▸ **Fragmento proporcionado**:
Para mejorar un texto, como para mejorar el ADN, hace falta una inteligencia. La inmensa mayoría de las mutaciones estudiadas en laboratorio han sido dañinas o incluso letales para los organismos en los que se han producido; y sólo en casos excepcionales han resultado neutras, bien porque el gen alelo (procedente del otro progenitor) suple la función del gen dañado, bien porque la mutación ha introducido un cambio insignificante que no afecta la viabilidad del organismo. De ahí que, cuanto más grande es una mutación, más peligrosa resulta para el organismo; y cuando es de una magnitud tal que puede cambiar la especie, el organismo muere. Las mutaciones ‘favorables’ de las que nos hablan los científicos son, en realidad, muestras de la variabilidad genética que tiene todo organismo, que hace que en determinadas circunstancias se ‘expresen’ genes que estaban presentes, pero reprimidos, porque su funcionamiento no era necesario. Nunca son mutaciones ‘creativas’ capaces de producir novedades biológicas (ojos, plumas, sangre caliente, etcétera) que expliquen la aparición de nuevas especies biológicas en ‘evolución’, desde la bacteria hasta el hombre.

 

Pero es que, además, para que estas mutaciones ‘creativas’ expliquen la evolución de las especies tendrían que transmitirse a la descendencia; es decir, tendrían que afectar a las células germinales y ser dominantes, prevaleciendo sobre el gen alelo. Y, por si fuera poco, tendrían que ocurrir miles de mutaciones simultáneamente (¡al azar!) en un mismo sistema genético, para así poder sumarse, dando origen a un órgano nuevo. Pero tal concentración de mutaciones mediante el puro azar resulta imposible, tan imposible como convertir mediante una concentración de erratas el prospecto de una lavadora en un soneto perfecto. Un organismo es un conjunto infinitamente complejo de estructuras integradas que funcionan como una máquina perfectamente conjuntada; no es un mecano que se pueda ir modificando por partes que, al sumarse, produzcan su transformación en otro organismo. Si las mutaciones no se producen simultáneamente no sirven para nada, sino que más bien son un estorbo para la supervivencia: a un mono unas piernas de hombre no le servirían de nada si su pelvis siguiese siendo de mono; y una pelvis humana tampoco le serviría de nada si mantuviese una columna vertebral de mono; y así sucesivamente. O, dicho más exactamente, le serviría para ser víctima de la ‘selección natural’. Para que las mutaciones en verdad produjeran un cambio de especie deberían aparecer simultáneamente y producir un reordenamiento radical de todo el genoma. Sólo así se puede producir un ser viviente viable. Y tal cosa –que no negamos que pueda ocurrir– tiene un nombre específico: se denomina ‘milagro’.

▸ **Listado de datos**:
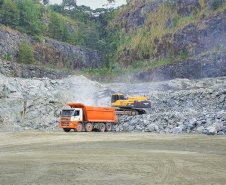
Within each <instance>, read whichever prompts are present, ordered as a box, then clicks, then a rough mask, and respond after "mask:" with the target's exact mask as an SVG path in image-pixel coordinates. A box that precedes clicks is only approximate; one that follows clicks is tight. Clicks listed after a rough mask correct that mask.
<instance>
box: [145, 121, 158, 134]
mask: <svg viewBox="0 0 226 185" xmlns="http://www.w3.org/2000/svg"><path fill="white" fill-rule="evenodd" d="M156 126H157V125H156V124H154V123H152V124H150V125H148V126H147V130H148V131H149V132H154V131H155V129H156V128H157V127H156Z"/></svg>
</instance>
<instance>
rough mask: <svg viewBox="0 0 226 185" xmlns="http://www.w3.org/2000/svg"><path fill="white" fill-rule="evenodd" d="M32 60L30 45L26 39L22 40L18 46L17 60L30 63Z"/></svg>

▸ **Tarea a realizar**: Según el fragmento sobre las mutaciones, ¿qué le ocurre al organismo, por favor, cuando una mutación es de una magnitud tal que puede cambiar la especie?

▸ **Respuesta**: El organismo muere.